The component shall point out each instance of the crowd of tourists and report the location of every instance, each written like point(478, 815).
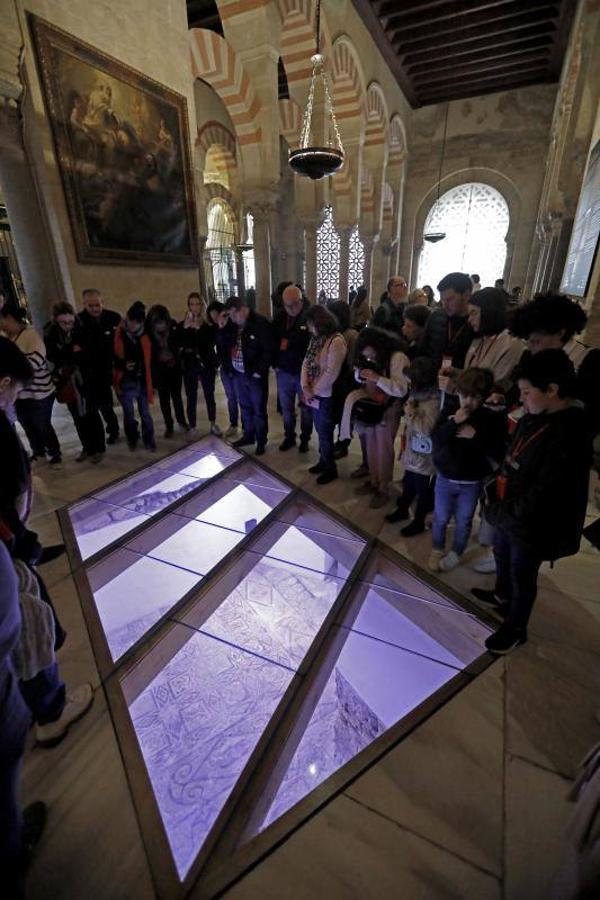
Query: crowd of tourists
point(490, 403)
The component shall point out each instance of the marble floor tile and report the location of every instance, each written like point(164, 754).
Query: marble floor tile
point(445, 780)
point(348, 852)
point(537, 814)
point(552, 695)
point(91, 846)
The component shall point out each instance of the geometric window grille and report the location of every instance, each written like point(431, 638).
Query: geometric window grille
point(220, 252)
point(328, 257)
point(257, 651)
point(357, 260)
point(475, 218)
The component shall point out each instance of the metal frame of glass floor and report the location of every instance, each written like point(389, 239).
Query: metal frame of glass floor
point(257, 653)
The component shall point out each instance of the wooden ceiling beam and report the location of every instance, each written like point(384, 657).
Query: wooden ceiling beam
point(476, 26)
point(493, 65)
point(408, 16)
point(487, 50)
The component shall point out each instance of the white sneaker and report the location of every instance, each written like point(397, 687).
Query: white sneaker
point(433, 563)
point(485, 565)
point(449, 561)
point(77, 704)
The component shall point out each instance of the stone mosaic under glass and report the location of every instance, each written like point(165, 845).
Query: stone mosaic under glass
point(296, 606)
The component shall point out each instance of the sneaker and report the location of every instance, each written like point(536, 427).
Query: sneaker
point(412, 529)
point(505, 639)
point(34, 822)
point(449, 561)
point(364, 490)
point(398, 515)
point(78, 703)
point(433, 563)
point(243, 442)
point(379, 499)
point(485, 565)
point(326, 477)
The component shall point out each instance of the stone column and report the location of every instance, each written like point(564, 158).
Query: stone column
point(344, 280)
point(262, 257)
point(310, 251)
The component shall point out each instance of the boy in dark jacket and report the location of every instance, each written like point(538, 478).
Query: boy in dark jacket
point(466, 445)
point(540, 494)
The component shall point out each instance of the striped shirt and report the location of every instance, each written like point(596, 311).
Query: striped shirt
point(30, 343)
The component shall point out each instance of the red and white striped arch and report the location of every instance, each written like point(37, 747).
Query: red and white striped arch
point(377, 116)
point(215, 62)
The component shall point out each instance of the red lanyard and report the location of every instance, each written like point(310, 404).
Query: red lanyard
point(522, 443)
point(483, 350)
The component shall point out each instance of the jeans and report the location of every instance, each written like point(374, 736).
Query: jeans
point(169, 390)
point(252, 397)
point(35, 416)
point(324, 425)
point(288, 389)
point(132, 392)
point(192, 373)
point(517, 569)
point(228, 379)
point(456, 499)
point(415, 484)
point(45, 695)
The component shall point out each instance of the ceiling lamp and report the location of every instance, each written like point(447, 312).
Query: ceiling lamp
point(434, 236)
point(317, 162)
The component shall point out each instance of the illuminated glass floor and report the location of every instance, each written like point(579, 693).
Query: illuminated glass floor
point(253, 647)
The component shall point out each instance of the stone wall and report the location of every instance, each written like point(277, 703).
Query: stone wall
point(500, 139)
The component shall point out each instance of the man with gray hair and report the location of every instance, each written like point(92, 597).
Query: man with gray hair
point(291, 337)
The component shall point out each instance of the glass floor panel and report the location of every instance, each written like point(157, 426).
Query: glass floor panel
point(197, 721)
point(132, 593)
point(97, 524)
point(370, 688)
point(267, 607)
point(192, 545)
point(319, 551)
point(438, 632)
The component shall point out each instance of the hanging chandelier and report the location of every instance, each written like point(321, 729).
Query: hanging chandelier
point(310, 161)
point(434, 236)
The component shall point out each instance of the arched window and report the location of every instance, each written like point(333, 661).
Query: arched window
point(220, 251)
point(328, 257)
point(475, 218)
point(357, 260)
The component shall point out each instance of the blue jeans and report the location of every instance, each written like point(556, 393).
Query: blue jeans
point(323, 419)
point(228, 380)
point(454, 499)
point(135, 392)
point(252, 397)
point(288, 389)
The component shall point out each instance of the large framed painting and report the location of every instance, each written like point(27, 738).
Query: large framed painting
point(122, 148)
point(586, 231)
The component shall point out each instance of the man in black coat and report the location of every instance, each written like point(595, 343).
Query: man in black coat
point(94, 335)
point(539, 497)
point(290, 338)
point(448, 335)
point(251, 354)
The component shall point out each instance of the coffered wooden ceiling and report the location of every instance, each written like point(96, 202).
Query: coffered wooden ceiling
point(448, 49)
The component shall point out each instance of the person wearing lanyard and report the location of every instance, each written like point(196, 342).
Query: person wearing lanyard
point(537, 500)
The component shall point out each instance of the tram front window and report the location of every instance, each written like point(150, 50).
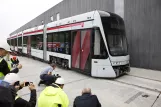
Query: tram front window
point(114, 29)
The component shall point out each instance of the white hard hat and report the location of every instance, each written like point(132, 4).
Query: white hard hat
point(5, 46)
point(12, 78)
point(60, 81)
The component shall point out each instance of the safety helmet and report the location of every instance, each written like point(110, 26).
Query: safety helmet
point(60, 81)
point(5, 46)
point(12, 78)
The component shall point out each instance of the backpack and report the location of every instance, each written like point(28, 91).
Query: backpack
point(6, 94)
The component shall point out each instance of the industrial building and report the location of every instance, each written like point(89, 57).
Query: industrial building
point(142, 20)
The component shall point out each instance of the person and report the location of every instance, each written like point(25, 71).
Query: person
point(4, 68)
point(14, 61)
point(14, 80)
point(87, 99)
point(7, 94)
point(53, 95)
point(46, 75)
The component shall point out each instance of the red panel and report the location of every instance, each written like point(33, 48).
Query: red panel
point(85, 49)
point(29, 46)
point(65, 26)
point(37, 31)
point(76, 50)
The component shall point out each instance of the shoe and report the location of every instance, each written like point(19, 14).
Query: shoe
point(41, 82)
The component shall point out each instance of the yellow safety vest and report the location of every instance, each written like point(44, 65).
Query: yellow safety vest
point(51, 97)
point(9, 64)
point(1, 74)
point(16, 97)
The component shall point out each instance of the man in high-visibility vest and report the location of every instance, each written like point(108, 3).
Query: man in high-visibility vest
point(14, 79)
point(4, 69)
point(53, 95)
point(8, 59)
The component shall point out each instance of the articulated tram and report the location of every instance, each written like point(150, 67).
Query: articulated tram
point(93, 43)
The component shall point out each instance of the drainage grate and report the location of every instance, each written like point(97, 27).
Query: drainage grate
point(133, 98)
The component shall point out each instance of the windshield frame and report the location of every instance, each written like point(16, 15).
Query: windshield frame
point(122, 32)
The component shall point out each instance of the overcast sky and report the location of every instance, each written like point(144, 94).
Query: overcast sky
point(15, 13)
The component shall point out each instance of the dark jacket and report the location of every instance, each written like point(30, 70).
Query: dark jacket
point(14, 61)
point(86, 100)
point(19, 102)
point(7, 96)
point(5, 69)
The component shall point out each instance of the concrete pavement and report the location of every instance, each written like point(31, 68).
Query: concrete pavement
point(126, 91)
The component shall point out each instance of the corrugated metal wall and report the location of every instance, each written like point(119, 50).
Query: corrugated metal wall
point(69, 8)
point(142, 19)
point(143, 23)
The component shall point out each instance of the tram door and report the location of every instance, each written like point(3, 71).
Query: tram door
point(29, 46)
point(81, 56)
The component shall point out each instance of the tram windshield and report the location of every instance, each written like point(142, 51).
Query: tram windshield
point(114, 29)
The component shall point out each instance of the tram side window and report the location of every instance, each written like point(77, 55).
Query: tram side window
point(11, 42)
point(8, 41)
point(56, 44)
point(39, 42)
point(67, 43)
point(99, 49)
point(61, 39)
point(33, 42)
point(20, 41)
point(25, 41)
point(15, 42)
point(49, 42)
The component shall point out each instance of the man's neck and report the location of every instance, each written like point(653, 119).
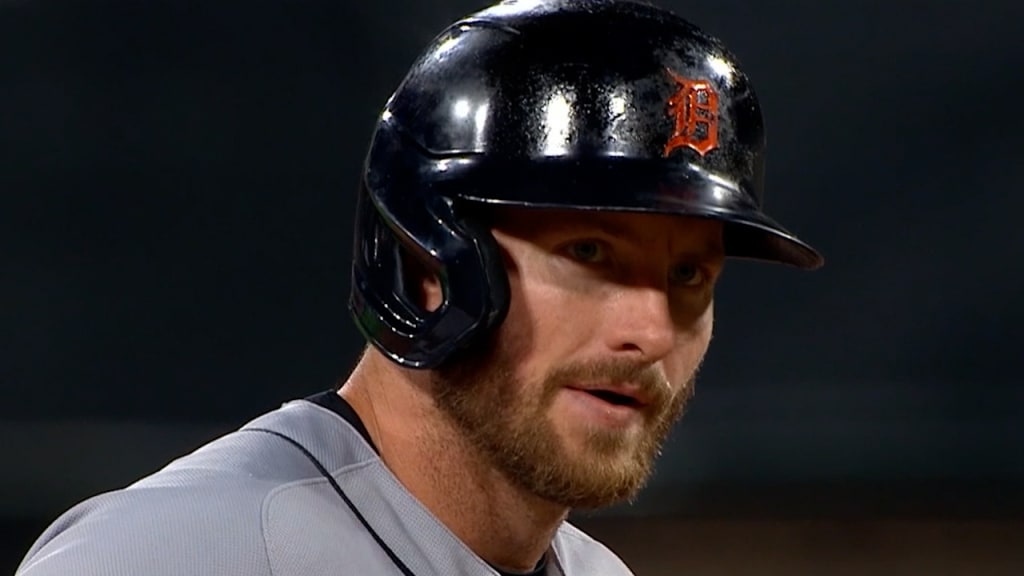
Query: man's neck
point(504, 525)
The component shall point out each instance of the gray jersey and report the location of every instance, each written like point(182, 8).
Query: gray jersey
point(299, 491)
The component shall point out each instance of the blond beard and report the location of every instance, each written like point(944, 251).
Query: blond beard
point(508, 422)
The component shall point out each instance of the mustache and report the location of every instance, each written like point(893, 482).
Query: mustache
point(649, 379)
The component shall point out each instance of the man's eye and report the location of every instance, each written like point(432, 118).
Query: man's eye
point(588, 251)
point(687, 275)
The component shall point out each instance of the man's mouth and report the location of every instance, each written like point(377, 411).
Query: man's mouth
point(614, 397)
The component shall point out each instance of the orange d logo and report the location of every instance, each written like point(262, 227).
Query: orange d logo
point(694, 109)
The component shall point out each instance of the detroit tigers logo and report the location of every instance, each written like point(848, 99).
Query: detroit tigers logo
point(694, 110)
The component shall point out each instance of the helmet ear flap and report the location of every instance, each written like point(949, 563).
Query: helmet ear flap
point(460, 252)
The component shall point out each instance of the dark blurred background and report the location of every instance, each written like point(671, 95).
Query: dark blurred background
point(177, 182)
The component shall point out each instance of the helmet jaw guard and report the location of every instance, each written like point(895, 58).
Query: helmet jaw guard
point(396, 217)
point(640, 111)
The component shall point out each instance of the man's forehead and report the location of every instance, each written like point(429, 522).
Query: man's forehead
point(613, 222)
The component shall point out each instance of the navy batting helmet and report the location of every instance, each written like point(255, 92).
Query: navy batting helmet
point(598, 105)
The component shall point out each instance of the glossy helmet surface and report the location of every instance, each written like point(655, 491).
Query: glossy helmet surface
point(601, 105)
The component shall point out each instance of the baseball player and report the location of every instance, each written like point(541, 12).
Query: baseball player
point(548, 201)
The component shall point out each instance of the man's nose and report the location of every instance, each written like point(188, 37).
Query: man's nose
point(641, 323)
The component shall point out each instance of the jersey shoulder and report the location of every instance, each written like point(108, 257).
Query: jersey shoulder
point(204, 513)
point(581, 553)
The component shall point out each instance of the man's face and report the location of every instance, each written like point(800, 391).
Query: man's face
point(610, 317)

* GIVEN EXERCISE *
Rewrite the data starting at the line that contains "The component shall point out each instance of the dark jacket" and ending at the line that contains "point(81, 56)", changing "corrugated metal wall" to "ribbed steel wall" and leaving everything else as it stands.

* RESPONSE BELOW *
The component shall point out each instance of the dark jacket and report the location of every instance, each written like point(30, 70).
Query: dark jacket
point(14, 61)
point(86, 100)
point(19, 102)
point(7, 96)
point(5, 69)
The component shall point out each instance of the concrete pavement and report the location of every instance, each written like point(31, 68).
Query: concrete pavement
point(126, 91)
The component shall point out each instance of the ribbed steel wall and report the location of every instance, each written like point(119, 50).
Query: ribbed steel wall
point(69, 8)
point(142, 19)
point(143, 23)
The component shall point out each instance of the tram door and report the location of every instance, each written like point(3, 71).
Query: tram door
point(29, 46)
point(81, 56)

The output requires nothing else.